Problem:
Continue the account of volunteering to read old diaries at a Cringe night, starting after its last sentence.

Passage to read:
====================
I first heard about Cringe just a couple of years ago.  The concept is the brainchild of  the delightful Sarah Brown, and the story goes – The first inklings of Cringe came about back in 2001, when Sarah  found her old diaries at her parents’ house, and decided it would be a good idea to send the most painful excerpts to her friends in a weekly email. Two years later, she moved to Brooklyn and told roommate Liz Schroeter about this endeavor, prompting Liz to dig out some old teenage zines of her own. The first Cringe Reading Night was held April 6, 2005, at Freddy’s Bar & Backroom. Since then, Cringe has traveled around the U.S. and across the ocean as well, and is currently held once a month in London, England.

When I first heard about Cringe I was instantly enamoured. I’ve always been an avid diary keeper, and realise now how precious (and hilarious and mortifying) diaries are to look back on. I’m very glad I didn’t give in to numerous desires to burn the lot of them and that I have painfully hidden and moved them with me to every house I’ve lived in (not easily hidden when they are all bright pink, fluffy and covered in hearts and stars) I think I’ve only recently got to the point where I can see the humour in my angst ridden, painfully detailed 15 year old ramblings. So, I took a deep gulp and when Sarah put a call out for contributors for Augusts Cringe Night in London, I volunteered.

On Sunday I met up with super Susie and did a practise run, choosing which of the many toe-cringingly embarrassing escapades to focus on but despite this planning, I still spent yesterday quaking like a leaf as I’m NOT a performer by any means. If I see a stage I am usually running away from it, and I do not like being in front of a crowd of people I know, let alone strangers, let ALONE reading my most inner thoughts and painful prose. I was suddenly starting to realise that I’d signed myself up for, well, my worst nightmare!
====================
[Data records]
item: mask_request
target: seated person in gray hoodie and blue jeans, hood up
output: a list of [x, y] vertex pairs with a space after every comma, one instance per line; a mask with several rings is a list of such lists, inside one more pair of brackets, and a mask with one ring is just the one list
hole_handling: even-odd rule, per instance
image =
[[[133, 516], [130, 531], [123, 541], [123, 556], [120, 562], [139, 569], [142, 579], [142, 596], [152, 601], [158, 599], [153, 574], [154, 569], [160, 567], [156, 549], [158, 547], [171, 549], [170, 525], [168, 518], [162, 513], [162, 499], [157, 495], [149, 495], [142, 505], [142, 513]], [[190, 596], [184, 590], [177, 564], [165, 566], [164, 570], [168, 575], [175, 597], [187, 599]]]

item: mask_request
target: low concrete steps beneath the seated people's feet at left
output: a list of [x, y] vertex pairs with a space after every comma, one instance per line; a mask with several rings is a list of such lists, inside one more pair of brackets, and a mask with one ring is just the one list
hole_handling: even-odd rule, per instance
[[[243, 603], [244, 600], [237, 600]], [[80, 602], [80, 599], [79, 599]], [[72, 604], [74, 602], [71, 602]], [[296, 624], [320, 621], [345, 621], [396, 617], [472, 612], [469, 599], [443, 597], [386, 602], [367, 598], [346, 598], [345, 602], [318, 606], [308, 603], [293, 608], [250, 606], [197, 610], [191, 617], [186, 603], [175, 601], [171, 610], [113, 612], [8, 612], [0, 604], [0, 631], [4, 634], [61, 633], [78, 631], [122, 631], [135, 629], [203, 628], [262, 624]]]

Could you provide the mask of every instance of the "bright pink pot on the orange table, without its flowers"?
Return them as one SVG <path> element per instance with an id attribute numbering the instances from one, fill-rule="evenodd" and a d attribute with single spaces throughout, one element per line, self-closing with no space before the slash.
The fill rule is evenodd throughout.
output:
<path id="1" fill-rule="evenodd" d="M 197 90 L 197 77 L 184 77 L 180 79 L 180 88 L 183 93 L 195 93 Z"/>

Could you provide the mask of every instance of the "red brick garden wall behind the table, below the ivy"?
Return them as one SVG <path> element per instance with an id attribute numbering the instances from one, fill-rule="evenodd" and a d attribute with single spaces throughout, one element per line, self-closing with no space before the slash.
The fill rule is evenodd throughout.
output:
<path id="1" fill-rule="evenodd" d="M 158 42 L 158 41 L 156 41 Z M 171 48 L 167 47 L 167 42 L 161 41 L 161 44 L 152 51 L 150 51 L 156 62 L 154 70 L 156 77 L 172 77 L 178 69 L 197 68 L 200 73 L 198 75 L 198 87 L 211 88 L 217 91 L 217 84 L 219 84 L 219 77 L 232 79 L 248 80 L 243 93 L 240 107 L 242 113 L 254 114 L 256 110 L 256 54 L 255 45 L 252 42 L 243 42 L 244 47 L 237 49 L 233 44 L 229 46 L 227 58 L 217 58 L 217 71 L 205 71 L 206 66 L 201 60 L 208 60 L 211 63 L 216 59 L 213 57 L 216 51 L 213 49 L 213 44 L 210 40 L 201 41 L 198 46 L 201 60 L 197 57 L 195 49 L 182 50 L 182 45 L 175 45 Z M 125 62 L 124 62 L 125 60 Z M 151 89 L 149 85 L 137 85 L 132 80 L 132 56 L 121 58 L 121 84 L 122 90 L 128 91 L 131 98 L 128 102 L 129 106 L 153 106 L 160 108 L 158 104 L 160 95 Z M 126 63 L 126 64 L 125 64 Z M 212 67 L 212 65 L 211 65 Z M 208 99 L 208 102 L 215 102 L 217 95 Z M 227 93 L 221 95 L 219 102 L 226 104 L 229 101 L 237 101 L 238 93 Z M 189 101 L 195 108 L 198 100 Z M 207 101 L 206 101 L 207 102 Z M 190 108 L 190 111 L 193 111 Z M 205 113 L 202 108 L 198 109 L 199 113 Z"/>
====================
Answer to this exercise:
Despite my nerves, I knew that now I’d volunteered I had to really go through with it and that it would make a good blog post to do something massively out of my comfort zone. I didn’t tell anybody except Susie that I was doing it as I really wasn’t ready to share and spill in front of friends or work colleagues and was terrified if word got out, they’d all come along! The night starts at 7.30pm and is in the top venue room of the wonderful George Pub off The Strand. I have to say, I started getting mighty sweaty as more and more and more people crammed in and the room gradually packed out.

The night started off with a few readers who had previously read at Cringe nights and it gave me a chance to see the general tone and style of the content and delivery. The readers were all so witty, so funny and with great delivery skills that it eased me and panicked me in equal measures. It was really fascinating to see the difference between the first volunteer (her 12 year old girl diary about periods, shaving her legs and the pains of not knowing what a wanker was!) and the next volunteer, a guy, who read his diary from a smiliar age (“ate 4 iced buns today”. “went to Gemmas party. It was shit.” “Gran came round. She gave me a quid.” etc!)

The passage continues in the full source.